▶ [Work item]
In the records below, find the line containing "Agent step — locate the dried" and retype it and every line after it exactly, adding nothing.

Records from a collection
_____

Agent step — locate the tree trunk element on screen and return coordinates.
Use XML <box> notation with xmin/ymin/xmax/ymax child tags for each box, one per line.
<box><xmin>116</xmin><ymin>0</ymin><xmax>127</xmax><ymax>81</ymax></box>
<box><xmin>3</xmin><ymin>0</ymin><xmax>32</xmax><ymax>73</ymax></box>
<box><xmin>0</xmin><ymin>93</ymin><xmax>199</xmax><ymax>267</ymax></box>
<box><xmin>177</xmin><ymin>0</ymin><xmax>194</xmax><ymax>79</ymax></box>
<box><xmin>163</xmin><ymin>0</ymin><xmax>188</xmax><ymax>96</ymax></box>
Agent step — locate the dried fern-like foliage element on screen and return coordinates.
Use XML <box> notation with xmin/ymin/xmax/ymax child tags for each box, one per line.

_____

▶ [Response area]
Agent step — locate the dried fern-like foliage element on screen and return coordinates.
Use XML <box> notation with xmin/ymin/xmax/ymax child tags for each box, one per line.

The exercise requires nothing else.